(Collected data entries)

= = = = =

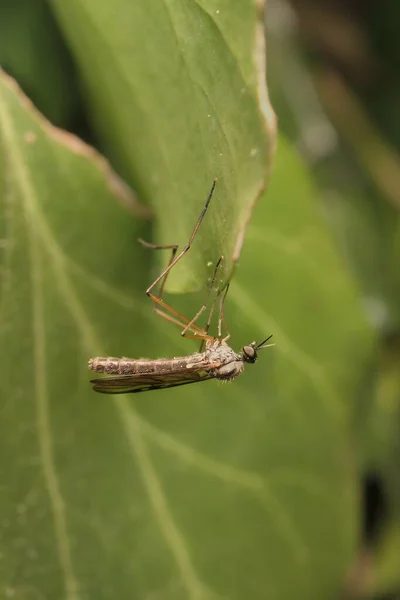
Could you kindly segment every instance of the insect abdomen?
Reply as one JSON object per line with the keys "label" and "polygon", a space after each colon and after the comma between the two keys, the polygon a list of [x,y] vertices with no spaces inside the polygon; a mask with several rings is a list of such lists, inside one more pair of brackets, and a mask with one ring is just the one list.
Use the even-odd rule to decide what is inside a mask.
{"label": "insect abdomen", "polygon": [[187,365],[193,362],[193,356],[146,360],[133,358],[115,358],[113,356],[104,356],[91,358],[89,360],[89,369],[96,373],[107,373],[108,375],[134,375],[140,373],[168,373],[177,369],[185,370]]}
{"label": "insect abdomen", "polygon": [[113,356],[99,356],[89,360],[89,369],[96,373],[108,373],[109,375],[123,375],[132,373],[132,360],[129,358],[115,358]]}

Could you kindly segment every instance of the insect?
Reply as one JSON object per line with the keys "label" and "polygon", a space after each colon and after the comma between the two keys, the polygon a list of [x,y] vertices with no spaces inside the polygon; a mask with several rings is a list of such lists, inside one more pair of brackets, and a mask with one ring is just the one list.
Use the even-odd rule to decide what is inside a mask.
{"label": "insect", "polygon": [[[156,250],[172,250],[168,266],[147,288],[146,294],[150,300],[152,300],[153,309],[157,314],[183,328],[181,335],[201,340],[199,352],[189,356],[158,358],[155,360],[147,358],[91,358],[89,360],[89,369],[107,375],[106,377],[93,379],[91,381],[94,391],[103,394],[134,394],[150,390],[189,385],[190,383],[207,381],[209,379],[231,381],[243,372],[245,363],[256,362],[259,350],[273,346],[273,344],[267,343],[272,336],[267,337],[259,344],[251,342],[250,344],[243,346],[239,353],[235,352],[227,344],[230,334],[224,322],[224,302],[228,293],[229,284],[225,287],[224,291],[219,290],[215,294],[204,329],[197,325],[196,321],[207,309],[211,293],[217,280],[218,271],[224,260],[223,256],[220,257],[215,265],[211,285],[209,286],[205,302],[191,320],[178,313],[162,299],[168,274],[181,258],[189,252],[193,240],[196,237],[196,233],[207,212],[215,185],[216,180],[214,180],[212,184],[205,206],[194,226],[189,241],[179,253],[178,245],[176,244],[170,246],[158,246],[139,240],[148,248]],[[159,286],[158,293],[154,292],[157,285]],[[210,335],[208,331],[217,302],[219,302],[218,331],[217,337],[214,337]],[[225,337],[222,335],[223,327],[227,333]]]}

= = = = =

Without including any pictures, copy every line above exactly.

OUTPUT BELOW
Could you kindly segment every instance of the insect abdomen?
Reply as one JSON object per line with the keys "label" and "polygon", a space after each colon and after the comma between the two keys, the polygon a list of [x,y] vertices with no spaces inside the polygon; a mask with several rings is a list of such lists, inside one more pair of brackets, and a mask with one ring is just the one list.
Use the even-odd rule to decide what is inside a mask.
{"label": "insect abdomen", "polygon": [[187,365],[193,362],[193,356],[146,360],[133,358],[115,358],[113,356],[104,356],[91,358],[89,360],[89,369],[96,373],[107,373],[108,375],[134,375],[140,373],[168,373],[177,369],[185,370]]}
{"label": "insect abdomen", "polygon": [[113,356],[99,356],[89,360],[89,369],[96,373],[108,373],[109,375],[123,375],[132,373],[132,360],[129,358],[115,358]]}

Could you kindly segment every instance of the insect?
Reply as one JSON object per line with the keys "label" and "polygon", a space after each colon and after the comma between the two keys, the polygon a list of [x,y] vertices with no spaces inside the polygon; a mask with several rings is a list of such lists, inside one more pair of brackets, and a mask with one ring is just the one list.
Use the even-odd rule to decide what is inside a mask.
{"label": "insect", "polygon": [[[156,250],[172,250],[168,266],[147,288],[146,294],[150,300],[152,300],[153,309],[157,314],[183,328],[181,335],[201,340],[199,352],[189,356],[158,358],[155,360],[147,358],[91,358],[89,360],[89,369],[107,375],[106,377],[93,379],[91,381],[94,391],[103,394],[134,394],[150,390],[189,385],[190,383],[207,381],[209,379],[231,381],[243,372],[245,363],[256,362],[259,350],[273,346],[273,344],[267,343],[272,336],[267,337],[259,344],[251,342],[250,344],[243,346],[239,353],[235,352],[227,344],[230,334],[224,322],[224,302],[228,293],[229,284],[225,287],[224,291],[219,290],[215,294],[204,329],[197,325],[196,321],[207,309],[211,293],[217,280],[218,271],[224,260],[223,256],[220,257],[215,265],[211,285],[209,286],[205,302],[191,320],[178,313],[162,299],[168,274],[181,258],[189,252],[193,240],[196,237],[196,233],[207,212],[215,185],[216,180],[214,180],[212,184],[205,206],[194,226],[189,241],[179,253],[178,245],[176,244],[170,246],[158,246],[139,240],[148,248]],[[159,286],[158,293],[154,292],[157,285]],[[210,335],[208,331],[217,302],[219,302],[218,331],[217,337],[214,337]],[[225,337],[222,335],[223,327],[227,333]]]}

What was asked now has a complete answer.